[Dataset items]

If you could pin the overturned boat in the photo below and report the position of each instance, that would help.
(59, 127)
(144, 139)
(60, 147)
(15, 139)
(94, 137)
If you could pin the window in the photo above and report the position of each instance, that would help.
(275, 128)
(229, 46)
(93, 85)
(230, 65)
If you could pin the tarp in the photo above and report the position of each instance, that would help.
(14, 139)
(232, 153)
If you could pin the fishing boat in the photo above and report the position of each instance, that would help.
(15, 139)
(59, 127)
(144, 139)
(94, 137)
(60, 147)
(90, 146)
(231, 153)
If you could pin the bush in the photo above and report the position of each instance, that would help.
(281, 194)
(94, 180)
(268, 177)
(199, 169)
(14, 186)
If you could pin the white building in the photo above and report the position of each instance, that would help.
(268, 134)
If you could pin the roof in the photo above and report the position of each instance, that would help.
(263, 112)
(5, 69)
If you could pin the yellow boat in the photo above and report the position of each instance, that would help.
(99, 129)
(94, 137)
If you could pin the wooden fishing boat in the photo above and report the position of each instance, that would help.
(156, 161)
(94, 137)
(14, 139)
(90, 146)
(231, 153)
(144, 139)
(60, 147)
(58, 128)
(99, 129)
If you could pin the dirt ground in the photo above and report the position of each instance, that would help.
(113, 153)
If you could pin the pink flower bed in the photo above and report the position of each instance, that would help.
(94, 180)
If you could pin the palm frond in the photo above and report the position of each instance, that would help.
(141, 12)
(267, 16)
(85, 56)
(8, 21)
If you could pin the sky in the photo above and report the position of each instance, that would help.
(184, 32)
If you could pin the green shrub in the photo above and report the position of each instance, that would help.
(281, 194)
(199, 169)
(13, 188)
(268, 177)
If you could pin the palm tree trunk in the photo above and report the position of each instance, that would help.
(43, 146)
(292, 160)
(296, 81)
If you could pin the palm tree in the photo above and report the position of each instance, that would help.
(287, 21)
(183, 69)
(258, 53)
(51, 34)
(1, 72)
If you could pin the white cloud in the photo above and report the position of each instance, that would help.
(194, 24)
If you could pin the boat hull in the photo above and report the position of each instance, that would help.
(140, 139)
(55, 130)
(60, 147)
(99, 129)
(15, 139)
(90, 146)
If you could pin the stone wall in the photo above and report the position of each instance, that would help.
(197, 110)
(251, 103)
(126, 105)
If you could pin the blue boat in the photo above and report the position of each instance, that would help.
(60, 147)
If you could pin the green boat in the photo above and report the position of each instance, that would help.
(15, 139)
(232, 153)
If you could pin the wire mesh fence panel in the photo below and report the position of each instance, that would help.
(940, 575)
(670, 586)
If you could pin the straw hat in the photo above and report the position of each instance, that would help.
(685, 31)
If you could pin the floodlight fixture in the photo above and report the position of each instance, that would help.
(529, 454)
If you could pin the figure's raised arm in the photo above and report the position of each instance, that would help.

*Task to complete*.
Please rewrite everything from the line containing "If you could pin the straw" down to the end of the records above, keeping every line. Multiply each coordinate in the answers by 0.7 and round to whole numbers, with halves rounded up.

*Exercise response*.
If you could pin the straw hat in the photo above and report the position of each instance, that would help.
(480, 22)
If you could pin the floodlight fixture in the photo above and report the position of each instance, that would help.
(370, 318)
If you could pin the figure's raised arm in the photo above and report the position of each instance, that would help.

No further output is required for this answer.